What you have to do:
In the passage about Leanne, what sound did the writer realize they had been hearing while sitting at the kitchen table?

Provided text:
(begin)
I
decided yesterday when working on a blog post (which I haven’t yet finished and
hopefully will post later this week) that I had to post something about Leanne. It has been only about 30 hours since making
that decision, and she has already foddered me with plenty of subject matter.
The
inspiration came to me as I sat at the kitchen table trying to drown out the
noise as I focused on my writing. I was
doing a decent job at it, too, considering there were three of them sitting at
the table with me coloring with crayons.
As I sat with my earbuds in my ears, however, I became gradually aware of
the conversation I had hitherto been ignoring.
It’s
fascinating how your brain can rewind and analyze sounds seconds after hearing
them without actually being conscious of hearing them. I apparently had been listening to tiny
snapping sounds for some time, and when I heard Leanne say, “Oh, neat, let me
try!” I put two and two together and recognized the sound of snapping crayons.
(end)
[Data records]
(begin)
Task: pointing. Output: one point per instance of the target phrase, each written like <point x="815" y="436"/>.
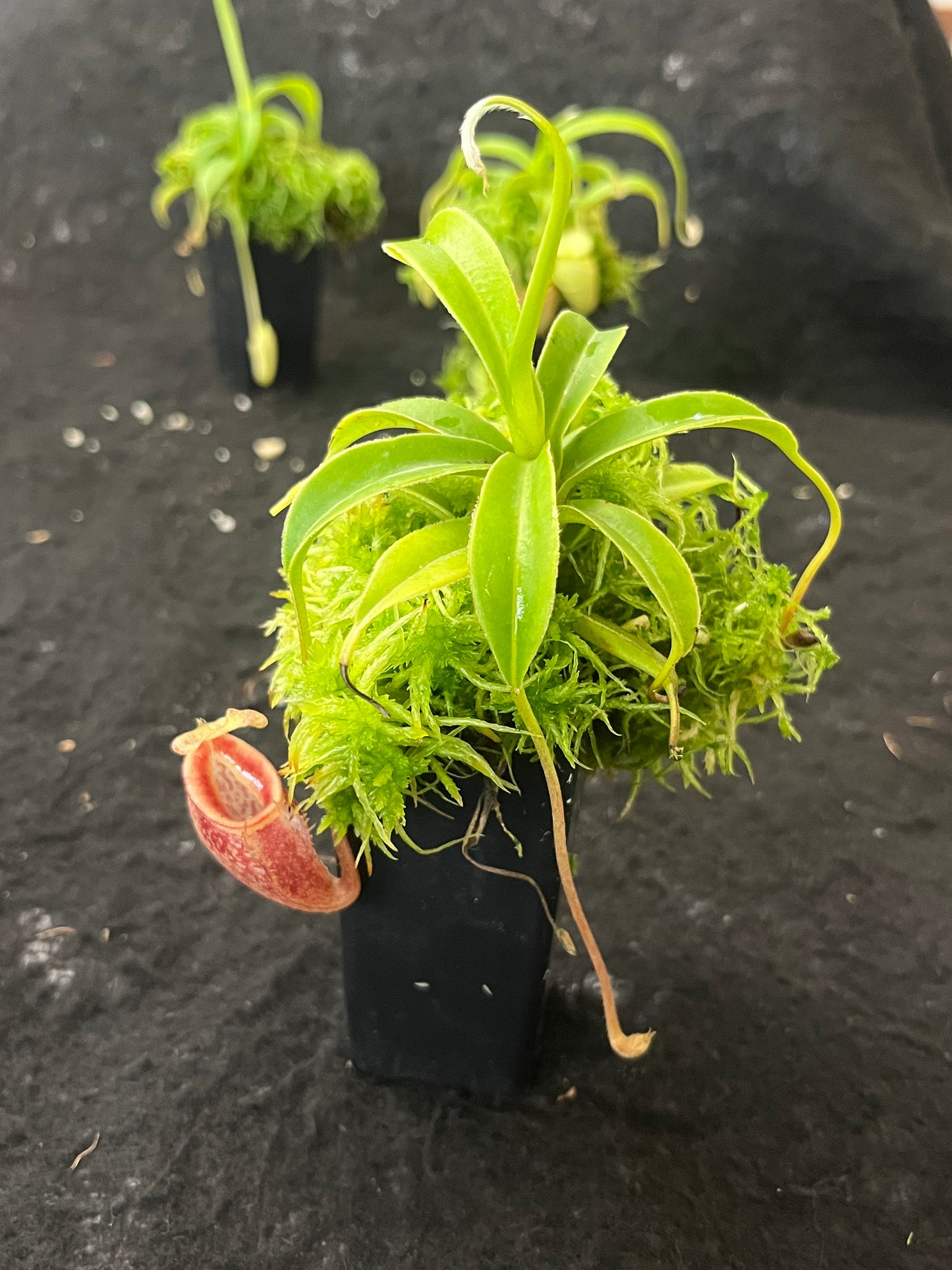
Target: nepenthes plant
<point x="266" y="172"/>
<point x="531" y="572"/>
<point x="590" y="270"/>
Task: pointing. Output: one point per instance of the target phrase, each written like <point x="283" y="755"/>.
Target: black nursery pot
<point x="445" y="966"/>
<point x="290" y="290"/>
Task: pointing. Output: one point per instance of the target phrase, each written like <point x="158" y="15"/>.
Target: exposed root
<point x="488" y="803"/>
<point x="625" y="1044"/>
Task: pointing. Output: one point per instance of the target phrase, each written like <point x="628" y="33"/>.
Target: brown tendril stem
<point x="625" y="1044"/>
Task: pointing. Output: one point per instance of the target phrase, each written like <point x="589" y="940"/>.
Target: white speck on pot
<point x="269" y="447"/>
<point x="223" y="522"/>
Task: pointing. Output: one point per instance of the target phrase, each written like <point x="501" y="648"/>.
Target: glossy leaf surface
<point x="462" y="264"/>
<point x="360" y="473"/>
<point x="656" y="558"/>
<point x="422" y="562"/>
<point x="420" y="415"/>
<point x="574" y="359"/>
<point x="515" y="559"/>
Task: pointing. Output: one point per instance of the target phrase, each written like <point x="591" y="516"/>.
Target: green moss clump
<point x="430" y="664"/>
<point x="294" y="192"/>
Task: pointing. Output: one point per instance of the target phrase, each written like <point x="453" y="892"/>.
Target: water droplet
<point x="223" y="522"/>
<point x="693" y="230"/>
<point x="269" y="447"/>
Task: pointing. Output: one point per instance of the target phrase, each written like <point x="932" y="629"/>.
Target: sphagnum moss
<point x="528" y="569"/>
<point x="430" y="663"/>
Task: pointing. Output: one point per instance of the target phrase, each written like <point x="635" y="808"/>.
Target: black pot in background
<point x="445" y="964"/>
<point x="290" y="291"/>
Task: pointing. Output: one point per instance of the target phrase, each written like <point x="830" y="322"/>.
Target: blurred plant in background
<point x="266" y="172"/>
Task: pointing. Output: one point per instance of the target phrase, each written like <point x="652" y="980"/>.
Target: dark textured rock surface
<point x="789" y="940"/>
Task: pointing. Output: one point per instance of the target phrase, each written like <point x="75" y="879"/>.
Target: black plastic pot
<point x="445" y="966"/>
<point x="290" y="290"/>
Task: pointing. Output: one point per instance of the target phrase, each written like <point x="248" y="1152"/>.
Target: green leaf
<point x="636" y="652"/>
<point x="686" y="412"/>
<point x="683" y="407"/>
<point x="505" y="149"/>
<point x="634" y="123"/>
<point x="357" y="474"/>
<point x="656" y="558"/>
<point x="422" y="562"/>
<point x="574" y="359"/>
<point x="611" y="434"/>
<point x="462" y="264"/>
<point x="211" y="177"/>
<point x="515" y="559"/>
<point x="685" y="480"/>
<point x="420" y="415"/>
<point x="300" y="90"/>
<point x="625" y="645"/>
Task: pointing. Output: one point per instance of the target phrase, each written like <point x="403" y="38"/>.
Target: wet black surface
(end)
Exercise response:
The sound of snapping crayons.